### Data
********

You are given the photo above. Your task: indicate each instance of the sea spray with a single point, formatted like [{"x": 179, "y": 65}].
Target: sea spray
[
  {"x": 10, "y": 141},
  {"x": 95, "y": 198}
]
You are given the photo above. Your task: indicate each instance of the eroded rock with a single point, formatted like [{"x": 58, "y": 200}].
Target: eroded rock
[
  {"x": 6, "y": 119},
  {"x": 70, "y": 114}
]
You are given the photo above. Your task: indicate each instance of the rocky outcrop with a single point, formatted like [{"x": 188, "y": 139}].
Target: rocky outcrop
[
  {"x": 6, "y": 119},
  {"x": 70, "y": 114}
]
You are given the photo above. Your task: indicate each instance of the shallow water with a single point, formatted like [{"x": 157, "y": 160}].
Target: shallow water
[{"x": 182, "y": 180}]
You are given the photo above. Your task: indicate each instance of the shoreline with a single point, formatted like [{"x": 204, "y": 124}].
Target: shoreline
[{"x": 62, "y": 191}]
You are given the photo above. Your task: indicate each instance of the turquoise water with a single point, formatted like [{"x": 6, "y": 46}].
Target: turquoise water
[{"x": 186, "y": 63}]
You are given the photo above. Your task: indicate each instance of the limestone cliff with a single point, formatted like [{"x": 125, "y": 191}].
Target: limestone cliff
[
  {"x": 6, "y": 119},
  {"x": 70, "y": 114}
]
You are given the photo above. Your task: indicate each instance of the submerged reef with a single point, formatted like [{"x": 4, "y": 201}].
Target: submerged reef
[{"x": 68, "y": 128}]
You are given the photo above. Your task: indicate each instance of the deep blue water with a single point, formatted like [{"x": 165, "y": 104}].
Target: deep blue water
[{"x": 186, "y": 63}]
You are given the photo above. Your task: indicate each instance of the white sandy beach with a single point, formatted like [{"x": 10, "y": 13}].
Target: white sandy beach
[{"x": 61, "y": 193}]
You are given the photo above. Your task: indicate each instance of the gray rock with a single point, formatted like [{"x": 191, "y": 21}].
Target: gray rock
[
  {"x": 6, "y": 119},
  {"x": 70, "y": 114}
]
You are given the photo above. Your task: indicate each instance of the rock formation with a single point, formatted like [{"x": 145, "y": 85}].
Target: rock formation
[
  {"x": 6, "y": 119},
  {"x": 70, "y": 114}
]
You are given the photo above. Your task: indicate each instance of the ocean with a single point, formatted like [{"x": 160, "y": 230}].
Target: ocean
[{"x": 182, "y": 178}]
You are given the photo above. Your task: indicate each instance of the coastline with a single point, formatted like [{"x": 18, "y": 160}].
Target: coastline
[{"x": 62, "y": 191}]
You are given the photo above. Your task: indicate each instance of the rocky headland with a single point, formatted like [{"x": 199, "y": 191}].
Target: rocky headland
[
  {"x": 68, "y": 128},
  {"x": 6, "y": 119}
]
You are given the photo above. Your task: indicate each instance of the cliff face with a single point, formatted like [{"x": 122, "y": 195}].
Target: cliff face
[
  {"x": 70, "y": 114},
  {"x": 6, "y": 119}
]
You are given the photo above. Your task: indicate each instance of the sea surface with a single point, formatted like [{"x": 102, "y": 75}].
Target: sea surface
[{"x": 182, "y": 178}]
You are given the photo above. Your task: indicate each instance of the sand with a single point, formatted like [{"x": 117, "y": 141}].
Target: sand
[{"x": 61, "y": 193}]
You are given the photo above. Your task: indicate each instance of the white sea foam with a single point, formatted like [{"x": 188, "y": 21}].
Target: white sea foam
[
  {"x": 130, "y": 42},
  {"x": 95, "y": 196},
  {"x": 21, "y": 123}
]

********

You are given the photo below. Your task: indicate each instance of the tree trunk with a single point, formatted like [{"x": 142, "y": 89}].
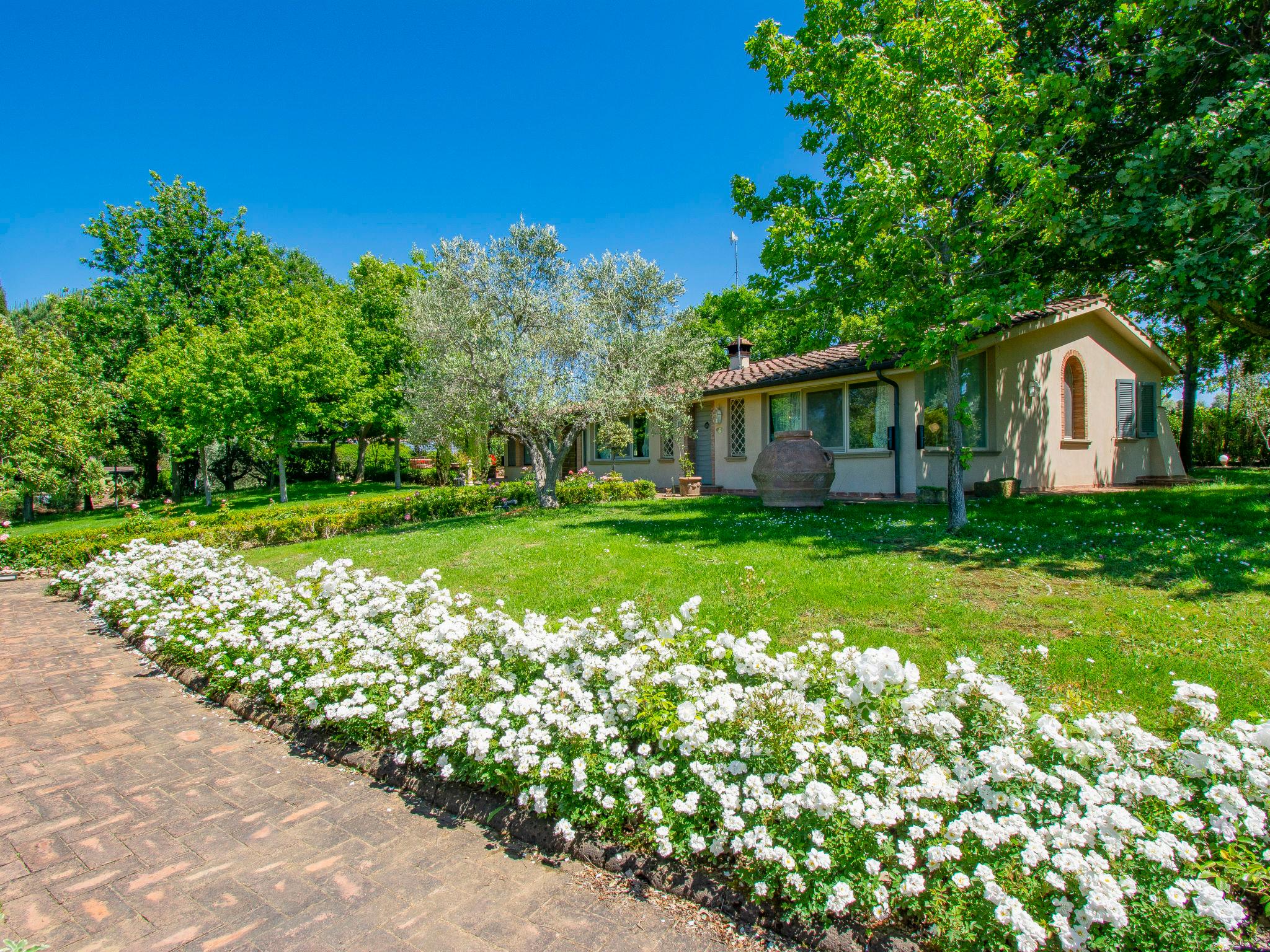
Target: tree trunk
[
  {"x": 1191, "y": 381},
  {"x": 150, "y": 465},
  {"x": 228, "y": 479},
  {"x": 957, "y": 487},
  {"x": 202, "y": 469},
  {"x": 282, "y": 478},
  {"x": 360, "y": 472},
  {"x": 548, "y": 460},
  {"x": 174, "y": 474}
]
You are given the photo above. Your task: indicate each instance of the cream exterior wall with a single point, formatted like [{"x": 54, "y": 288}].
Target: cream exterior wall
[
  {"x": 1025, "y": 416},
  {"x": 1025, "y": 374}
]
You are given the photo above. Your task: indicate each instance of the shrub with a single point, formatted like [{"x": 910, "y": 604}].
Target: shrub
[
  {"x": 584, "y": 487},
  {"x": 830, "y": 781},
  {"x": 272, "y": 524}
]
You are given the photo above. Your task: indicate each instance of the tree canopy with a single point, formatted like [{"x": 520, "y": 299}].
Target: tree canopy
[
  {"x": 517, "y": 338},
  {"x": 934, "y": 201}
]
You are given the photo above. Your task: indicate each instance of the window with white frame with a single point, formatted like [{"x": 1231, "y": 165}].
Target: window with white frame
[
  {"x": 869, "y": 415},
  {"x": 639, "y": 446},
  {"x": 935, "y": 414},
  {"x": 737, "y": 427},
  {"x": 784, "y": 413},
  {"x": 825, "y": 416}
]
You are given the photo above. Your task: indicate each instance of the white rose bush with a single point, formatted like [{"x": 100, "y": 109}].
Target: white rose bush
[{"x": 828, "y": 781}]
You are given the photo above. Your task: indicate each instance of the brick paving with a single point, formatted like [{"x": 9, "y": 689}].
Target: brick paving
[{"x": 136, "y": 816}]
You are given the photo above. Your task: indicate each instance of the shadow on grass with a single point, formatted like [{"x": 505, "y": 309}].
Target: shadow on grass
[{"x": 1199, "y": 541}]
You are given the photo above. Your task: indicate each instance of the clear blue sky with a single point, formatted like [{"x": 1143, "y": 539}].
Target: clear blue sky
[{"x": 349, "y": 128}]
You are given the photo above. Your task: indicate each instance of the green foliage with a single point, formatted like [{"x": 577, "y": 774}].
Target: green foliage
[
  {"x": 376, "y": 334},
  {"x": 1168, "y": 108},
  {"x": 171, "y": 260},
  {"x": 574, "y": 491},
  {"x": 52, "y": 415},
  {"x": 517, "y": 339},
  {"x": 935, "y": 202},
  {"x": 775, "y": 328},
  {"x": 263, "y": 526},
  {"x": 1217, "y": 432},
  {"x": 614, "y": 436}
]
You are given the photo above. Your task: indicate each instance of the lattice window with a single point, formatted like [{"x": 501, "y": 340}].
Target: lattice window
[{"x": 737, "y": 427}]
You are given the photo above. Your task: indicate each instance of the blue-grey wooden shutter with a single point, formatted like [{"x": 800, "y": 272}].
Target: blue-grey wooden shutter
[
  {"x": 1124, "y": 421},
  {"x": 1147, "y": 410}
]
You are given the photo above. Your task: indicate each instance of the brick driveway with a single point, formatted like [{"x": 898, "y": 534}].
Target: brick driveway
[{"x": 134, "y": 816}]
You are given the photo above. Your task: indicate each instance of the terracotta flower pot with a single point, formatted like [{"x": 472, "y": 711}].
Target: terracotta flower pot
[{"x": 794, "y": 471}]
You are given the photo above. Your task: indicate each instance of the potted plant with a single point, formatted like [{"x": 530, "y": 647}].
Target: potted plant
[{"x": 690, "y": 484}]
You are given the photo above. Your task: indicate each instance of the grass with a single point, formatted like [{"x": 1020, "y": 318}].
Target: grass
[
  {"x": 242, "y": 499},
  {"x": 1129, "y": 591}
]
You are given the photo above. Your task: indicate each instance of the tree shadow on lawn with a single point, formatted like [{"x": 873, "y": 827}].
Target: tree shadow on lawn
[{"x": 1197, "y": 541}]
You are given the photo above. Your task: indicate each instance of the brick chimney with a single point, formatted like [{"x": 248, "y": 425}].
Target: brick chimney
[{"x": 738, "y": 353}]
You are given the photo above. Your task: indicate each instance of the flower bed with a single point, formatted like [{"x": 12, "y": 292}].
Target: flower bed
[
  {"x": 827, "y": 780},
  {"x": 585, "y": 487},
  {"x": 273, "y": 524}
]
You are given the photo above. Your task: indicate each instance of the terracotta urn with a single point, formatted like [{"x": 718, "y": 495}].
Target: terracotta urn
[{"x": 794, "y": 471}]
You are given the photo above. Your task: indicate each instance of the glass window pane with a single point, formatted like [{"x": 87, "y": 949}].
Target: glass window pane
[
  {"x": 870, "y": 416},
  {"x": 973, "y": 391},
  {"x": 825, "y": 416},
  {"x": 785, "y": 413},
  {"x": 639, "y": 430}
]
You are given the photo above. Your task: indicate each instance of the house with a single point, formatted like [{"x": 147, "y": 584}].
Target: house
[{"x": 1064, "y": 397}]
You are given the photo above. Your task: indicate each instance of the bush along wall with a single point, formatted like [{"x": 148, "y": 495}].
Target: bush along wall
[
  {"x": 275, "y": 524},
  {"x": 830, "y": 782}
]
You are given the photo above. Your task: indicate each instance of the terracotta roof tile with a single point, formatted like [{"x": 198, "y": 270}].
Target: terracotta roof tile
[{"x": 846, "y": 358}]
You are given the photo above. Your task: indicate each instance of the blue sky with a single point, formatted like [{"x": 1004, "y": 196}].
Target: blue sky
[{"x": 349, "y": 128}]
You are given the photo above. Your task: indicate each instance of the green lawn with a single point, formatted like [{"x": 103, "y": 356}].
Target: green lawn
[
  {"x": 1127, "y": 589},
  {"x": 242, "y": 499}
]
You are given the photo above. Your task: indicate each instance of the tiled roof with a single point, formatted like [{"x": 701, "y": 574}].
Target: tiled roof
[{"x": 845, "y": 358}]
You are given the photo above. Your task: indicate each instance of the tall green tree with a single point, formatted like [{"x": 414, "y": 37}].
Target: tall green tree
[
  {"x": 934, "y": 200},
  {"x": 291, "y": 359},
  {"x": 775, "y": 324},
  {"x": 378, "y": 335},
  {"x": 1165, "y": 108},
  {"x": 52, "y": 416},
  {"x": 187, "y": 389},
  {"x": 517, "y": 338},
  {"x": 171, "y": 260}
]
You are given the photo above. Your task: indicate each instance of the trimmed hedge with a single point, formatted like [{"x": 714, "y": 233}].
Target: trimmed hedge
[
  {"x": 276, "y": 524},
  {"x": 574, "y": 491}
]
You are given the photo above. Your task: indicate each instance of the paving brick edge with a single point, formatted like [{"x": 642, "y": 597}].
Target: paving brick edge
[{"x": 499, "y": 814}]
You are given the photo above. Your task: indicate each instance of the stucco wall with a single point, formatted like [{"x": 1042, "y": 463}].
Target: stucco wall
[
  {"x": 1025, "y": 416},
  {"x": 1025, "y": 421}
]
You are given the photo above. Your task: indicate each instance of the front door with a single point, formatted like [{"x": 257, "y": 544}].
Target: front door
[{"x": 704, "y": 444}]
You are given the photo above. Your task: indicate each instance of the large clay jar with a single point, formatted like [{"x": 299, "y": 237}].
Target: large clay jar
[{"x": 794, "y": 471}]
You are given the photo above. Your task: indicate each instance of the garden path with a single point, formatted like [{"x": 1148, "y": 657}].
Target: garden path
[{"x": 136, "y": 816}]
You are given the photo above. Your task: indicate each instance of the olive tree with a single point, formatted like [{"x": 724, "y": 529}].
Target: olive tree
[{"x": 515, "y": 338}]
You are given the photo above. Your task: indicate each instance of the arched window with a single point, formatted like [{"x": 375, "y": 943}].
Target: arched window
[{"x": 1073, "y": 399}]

********

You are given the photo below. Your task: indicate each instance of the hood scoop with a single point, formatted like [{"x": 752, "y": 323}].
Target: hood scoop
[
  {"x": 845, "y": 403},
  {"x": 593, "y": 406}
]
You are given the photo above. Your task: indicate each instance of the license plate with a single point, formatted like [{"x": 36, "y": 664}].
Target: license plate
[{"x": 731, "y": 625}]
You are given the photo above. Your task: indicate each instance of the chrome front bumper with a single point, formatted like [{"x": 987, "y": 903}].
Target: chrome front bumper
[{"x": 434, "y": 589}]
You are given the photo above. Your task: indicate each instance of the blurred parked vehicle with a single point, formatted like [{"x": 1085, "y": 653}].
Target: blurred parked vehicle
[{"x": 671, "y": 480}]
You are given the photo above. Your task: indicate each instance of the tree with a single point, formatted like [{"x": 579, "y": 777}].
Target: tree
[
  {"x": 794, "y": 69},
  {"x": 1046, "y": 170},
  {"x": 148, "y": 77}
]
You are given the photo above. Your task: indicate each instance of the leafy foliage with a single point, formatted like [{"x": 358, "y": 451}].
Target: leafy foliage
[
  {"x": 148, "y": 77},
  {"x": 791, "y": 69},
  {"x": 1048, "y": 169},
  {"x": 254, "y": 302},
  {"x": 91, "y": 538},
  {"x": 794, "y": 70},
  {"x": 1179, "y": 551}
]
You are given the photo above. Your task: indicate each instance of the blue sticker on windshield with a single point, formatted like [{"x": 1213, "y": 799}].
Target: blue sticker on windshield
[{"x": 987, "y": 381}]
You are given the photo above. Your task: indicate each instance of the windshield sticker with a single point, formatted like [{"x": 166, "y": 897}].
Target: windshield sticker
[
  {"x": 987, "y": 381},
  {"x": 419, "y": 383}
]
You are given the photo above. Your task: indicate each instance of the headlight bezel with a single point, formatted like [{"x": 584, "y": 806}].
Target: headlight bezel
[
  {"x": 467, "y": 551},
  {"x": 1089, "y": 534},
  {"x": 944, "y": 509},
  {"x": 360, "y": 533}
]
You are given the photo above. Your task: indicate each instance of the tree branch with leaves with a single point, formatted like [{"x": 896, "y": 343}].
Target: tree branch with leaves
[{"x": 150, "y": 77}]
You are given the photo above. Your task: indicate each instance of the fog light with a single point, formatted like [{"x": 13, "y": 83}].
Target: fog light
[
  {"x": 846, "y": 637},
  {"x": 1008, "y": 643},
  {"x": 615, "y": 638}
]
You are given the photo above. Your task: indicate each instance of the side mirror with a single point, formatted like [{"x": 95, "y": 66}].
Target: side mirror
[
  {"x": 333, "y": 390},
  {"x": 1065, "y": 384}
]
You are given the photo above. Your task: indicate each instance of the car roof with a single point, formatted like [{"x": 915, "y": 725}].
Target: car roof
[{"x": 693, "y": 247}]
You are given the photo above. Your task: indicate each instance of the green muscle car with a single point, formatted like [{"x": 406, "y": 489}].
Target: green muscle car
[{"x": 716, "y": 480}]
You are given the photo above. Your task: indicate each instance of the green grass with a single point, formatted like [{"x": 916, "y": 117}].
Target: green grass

********

### What is needed
Taking the entries above, write out exactly the lines starting with the line containing "of the gray" and going on through the line containing "the rocky headland", both included, and nothing else.

### Task result
You are given the photo above. Your task: indicate each instance of the gray rock with a single point, formatted like [{"x": 191, "y": 21}].
Target: gray rock
[
  {"x": 6, "y": 119},
  {"x": 70, "y": 114}
]
You are given the photo above. Your task: indicate each instance of the rock formation with a single point, formatted like [{"x": 145, "y": 85}].
Target: rock formation
[
  {"x": 6, "y": 119},
  {"x": 70, "y": 114}
]
You are given the photo above. Your task: indicate each instance of the ocean with a single point, formatted like [{"x": 160, "y": 230}].
Target: ocean
[{"x": 182, "y": 178}]
You are given the photo above. Your task: indicate each instance of the coastline with a single point, formatted like [{"x": 18, "y": 160}].
Target: coastline
[{"x": 62, "y": 191}]
You are given the photo above. Your task: indicate each instance of the rocky headland with a single point, formatted like [{"x": 199, "y": 191}].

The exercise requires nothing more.